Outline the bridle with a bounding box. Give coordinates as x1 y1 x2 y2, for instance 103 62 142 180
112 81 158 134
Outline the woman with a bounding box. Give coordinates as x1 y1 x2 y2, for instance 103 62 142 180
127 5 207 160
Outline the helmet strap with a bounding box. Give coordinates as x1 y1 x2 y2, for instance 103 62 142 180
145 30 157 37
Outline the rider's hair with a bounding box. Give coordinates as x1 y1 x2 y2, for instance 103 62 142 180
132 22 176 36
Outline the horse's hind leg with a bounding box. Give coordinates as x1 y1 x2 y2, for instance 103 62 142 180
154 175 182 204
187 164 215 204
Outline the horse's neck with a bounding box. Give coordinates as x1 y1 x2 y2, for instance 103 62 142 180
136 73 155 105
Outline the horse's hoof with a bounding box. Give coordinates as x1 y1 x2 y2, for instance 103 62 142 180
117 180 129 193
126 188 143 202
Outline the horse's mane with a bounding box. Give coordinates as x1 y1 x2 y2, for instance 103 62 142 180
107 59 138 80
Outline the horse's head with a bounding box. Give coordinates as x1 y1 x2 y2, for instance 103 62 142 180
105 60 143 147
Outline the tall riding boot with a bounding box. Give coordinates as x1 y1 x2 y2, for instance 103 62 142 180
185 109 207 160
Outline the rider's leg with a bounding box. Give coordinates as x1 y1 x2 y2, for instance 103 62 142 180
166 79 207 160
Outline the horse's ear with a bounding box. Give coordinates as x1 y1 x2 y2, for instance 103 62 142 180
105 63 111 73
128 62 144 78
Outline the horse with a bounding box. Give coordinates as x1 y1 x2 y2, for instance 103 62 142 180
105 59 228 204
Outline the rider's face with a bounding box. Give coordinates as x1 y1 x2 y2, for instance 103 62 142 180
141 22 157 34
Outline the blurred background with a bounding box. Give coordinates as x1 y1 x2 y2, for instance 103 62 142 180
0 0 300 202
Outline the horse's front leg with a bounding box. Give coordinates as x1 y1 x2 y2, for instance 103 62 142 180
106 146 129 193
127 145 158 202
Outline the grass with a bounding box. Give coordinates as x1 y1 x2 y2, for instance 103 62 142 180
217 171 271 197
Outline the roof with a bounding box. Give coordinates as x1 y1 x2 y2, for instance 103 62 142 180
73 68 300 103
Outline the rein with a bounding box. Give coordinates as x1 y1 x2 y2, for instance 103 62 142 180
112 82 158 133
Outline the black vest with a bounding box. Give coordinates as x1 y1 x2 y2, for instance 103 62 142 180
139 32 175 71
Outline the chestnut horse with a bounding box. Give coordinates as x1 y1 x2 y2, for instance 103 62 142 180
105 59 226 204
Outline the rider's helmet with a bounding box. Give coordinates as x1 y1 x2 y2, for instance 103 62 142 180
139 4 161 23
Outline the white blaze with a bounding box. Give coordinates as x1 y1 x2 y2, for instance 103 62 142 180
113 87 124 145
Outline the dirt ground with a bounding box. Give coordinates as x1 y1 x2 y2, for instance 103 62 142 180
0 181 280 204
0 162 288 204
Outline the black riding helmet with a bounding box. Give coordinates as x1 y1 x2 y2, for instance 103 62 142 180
---*---
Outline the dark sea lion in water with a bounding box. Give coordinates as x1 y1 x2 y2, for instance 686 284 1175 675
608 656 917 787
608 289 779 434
---*---
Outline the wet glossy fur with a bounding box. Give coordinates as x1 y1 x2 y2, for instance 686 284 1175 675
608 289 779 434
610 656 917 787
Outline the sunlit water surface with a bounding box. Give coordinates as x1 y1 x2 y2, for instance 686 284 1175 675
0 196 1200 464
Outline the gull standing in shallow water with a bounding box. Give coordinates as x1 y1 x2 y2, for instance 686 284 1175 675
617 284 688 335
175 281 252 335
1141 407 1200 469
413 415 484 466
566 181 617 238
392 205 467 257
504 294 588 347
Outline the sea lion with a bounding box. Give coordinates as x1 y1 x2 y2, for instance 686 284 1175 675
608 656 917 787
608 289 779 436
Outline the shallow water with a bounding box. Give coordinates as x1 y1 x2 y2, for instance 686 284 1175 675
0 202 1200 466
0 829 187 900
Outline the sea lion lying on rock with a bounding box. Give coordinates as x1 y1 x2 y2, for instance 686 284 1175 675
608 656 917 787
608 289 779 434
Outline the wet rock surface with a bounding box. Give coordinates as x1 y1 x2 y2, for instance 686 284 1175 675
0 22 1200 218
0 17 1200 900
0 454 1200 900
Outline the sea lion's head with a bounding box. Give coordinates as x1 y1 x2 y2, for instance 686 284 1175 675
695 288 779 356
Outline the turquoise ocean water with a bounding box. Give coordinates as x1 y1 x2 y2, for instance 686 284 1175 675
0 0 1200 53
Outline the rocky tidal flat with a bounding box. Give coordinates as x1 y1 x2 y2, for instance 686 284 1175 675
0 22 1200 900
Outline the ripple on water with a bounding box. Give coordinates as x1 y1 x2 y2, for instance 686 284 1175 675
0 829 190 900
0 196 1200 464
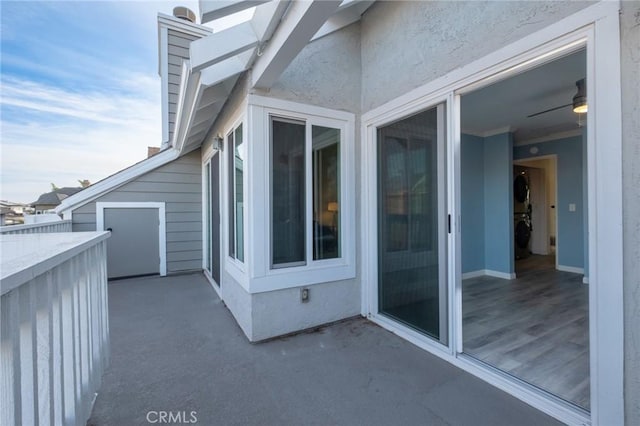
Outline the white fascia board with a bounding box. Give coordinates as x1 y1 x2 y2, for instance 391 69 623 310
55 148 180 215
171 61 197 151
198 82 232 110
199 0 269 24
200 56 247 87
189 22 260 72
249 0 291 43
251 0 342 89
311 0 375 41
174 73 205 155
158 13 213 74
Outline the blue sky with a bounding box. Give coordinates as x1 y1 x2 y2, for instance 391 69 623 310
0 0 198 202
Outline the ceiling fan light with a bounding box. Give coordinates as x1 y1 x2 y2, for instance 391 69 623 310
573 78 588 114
---*---
◆ **Requirements**:
Put the part of the data that opens with the line containing "Outline the horse's mane" and closes with the line containing "105 60 143 147" into a Markdown table with the columns Row and Text, one line per row, skipping blank lines. Include both end lines.

◆ **Response to the task**:
| Row | Text |
|---|---|
| 1 | Outline the horse's mane with a bounding box. Give coordinates as x1 y1 x2 y2, for instance 103 62 142 180 |
| 2 | 107 59 138 80 |
| 3 | Outline the horse's head with a bounding box. Give coordinates as x1 y1 x2 y2, for instance 103 62 142 180 |
| 4 | 105 60 143 147 |